▸ **EXERCISE DIRECTIONS**:
How many lines of the records below contain the word "dirt", matching case exactly? Give only the number.

▸ **SUPPLIED RECORDS**:
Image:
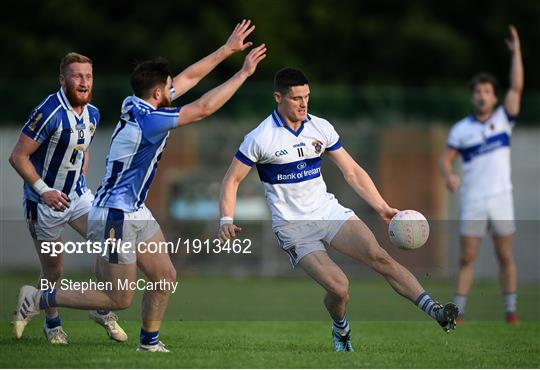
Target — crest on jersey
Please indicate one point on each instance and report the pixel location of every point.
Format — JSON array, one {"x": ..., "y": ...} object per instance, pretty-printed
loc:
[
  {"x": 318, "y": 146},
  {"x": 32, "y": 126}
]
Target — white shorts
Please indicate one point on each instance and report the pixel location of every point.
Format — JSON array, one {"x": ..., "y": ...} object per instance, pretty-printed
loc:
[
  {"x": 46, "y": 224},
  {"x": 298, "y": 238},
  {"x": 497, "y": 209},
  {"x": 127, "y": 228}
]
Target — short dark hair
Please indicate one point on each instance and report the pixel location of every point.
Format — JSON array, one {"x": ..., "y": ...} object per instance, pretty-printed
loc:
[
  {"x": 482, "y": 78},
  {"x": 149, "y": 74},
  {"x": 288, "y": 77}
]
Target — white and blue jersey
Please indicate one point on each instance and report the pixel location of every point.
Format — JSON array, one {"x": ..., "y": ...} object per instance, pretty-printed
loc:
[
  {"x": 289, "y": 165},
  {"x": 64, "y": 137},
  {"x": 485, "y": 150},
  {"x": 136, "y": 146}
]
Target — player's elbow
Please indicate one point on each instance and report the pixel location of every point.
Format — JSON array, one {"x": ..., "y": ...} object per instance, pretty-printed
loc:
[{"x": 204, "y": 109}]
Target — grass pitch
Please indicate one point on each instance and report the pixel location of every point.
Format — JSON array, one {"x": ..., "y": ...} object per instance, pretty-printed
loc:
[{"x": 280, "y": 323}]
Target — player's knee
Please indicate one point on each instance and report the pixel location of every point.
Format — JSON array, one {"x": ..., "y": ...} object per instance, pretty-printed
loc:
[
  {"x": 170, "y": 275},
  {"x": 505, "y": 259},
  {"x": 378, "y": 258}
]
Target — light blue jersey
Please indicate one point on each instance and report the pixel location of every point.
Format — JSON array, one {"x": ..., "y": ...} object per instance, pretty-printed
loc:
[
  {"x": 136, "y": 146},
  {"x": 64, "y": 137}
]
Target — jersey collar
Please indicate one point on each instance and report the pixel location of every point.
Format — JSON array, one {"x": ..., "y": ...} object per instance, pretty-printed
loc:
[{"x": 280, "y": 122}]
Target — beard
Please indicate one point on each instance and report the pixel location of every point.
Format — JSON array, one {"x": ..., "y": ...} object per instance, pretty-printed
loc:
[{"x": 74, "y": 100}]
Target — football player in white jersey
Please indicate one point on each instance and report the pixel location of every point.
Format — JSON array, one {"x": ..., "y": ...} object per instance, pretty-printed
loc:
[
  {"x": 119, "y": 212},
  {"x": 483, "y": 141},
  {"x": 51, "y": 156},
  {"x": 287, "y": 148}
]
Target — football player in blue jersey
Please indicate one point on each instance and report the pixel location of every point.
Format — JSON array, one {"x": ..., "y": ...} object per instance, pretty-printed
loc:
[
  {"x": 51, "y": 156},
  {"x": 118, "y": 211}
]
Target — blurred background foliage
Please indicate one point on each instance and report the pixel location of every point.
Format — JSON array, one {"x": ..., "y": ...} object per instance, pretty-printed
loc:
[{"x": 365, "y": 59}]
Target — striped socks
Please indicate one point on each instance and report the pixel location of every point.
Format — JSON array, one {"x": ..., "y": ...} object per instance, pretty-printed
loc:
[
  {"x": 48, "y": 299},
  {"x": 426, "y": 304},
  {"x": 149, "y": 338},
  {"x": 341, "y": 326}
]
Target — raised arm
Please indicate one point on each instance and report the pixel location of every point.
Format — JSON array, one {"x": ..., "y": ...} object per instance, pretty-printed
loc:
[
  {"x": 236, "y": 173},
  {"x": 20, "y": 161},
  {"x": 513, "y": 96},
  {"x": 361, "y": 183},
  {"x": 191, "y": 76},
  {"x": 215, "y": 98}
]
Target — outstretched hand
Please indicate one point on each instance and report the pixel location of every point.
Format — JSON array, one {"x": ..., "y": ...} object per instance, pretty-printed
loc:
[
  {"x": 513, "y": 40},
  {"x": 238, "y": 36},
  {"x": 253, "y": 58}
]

---

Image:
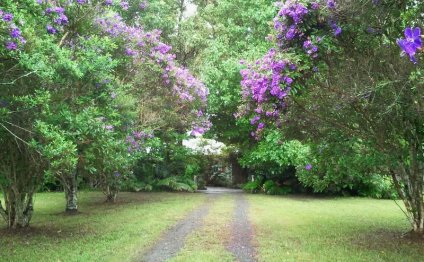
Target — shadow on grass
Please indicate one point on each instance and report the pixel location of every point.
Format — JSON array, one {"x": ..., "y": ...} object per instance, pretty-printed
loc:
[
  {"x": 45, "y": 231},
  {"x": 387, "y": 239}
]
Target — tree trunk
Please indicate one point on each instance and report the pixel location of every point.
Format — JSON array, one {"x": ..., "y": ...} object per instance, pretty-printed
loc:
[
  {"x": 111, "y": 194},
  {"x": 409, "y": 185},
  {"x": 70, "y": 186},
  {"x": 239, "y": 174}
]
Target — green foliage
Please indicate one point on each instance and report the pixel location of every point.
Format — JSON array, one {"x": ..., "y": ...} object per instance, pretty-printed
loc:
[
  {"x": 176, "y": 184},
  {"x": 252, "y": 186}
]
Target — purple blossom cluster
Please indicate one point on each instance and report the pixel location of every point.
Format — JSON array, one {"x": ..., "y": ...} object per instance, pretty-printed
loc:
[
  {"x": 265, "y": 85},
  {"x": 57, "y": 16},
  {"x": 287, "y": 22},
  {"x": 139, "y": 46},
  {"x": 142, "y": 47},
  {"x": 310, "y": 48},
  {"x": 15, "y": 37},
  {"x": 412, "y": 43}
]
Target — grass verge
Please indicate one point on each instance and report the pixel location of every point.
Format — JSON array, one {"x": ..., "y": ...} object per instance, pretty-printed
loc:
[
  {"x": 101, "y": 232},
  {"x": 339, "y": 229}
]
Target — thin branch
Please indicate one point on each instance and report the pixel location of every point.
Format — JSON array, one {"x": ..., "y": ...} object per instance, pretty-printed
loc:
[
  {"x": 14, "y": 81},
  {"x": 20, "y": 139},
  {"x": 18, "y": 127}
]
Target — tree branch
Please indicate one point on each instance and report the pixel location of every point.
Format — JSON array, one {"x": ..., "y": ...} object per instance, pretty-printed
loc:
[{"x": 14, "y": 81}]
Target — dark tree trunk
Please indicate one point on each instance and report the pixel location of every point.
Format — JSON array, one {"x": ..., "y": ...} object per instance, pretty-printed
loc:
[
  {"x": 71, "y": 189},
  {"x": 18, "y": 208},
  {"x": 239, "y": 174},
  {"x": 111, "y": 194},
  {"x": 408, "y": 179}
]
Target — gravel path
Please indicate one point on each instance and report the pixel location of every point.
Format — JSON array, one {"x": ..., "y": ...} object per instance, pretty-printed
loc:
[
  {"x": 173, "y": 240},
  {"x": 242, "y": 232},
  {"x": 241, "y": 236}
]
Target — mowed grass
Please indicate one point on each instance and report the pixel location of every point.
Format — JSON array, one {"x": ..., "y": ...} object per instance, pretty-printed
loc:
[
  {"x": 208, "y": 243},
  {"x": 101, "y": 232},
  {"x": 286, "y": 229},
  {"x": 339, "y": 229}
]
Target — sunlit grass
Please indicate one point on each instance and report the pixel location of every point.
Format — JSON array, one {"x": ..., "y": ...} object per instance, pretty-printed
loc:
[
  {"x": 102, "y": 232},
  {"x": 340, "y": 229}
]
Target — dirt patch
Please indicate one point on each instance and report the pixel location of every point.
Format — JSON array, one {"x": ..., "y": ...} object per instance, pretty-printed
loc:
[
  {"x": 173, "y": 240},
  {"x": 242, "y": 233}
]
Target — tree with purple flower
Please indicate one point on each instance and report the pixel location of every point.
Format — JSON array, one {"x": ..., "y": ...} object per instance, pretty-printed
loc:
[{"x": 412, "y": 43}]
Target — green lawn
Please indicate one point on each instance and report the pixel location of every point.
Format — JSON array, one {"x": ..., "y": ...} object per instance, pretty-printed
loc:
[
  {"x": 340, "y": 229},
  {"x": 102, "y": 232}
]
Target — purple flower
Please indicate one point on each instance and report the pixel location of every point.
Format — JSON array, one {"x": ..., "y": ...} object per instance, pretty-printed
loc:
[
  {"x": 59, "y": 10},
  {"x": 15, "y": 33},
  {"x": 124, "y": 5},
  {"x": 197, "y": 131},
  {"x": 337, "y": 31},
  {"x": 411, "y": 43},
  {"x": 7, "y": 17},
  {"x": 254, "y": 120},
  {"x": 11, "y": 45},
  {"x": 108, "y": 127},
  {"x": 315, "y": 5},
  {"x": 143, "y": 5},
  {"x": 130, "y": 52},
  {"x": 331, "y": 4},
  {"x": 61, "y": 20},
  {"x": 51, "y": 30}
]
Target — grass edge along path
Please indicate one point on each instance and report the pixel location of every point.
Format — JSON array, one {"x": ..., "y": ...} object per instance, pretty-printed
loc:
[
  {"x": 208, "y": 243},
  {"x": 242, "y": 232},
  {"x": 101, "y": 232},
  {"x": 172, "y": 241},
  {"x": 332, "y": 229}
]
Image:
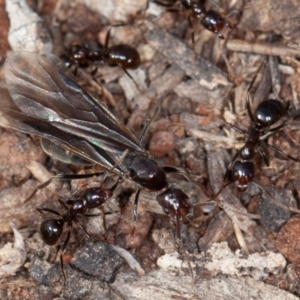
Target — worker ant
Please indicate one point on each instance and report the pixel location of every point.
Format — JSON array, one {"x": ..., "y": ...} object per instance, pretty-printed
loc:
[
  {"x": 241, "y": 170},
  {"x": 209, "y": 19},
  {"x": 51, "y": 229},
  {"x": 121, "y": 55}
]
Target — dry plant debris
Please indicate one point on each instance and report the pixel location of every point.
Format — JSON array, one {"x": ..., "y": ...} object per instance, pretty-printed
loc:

...

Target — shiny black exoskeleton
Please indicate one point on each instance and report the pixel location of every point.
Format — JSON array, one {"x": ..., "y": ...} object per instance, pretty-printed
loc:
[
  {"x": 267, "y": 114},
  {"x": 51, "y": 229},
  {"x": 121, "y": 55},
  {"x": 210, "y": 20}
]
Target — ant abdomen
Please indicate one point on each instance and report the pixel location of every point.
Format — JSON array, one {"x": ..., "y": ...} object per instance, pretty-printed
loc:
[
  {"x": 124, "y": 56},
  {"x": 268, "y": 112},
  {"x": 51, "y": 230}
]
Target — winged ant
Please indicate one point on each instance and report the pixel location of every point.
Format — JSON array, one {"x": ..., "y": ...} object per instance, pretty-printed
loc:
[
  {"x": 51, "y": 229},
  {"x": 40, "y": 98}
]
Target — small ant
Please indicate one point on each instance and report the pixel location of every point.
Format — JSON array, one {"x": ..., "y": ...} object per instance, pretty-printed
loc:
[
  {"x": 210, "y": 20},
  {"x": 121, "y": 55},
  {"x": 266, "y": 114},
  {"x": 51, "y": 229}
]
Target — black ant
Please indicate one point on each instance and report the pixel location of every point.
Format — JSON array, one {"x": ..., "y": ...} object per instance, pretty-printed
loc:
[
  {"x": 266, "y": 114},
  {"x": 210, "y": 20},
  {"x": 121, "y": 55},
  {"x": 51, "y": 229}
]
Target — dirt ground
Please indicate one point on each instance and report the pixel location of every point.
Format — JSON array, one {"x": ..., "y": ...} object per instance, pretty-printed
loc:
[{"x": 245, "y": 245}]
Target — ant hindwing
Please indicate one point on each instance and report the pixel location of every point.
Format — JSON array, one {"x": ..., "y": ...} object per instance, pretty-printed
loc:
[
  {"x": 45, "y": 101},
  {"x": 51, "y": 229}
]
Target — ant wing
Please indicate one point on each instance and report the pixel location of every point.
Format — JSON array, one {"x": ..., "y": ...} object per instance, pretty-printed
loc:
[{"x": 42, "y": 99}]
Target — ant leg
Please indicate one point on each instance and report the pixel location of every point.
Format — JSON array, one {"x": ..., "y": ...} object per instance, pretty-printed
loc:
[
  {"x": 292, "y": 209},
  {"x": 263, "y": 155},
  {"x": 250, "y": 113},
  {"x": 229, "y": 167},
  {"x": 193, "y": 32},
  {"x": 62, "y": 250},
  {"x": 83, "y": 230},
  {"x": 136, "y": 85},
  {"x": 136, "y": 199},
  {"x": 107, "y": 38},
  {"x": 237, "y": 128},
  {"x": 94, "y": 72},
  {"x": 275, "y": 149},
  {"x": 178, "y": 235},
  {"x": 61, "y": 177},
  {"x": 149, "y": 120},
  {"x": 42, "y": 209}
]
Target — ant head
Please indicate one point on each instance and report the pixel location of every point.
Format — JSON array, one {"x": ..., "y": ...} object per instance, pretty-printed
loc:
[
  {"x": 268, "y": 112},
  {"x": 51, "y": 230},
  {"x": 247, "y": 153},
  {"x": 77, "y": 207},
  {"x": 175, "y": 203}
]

▸ **TASK RESPONSE**:
2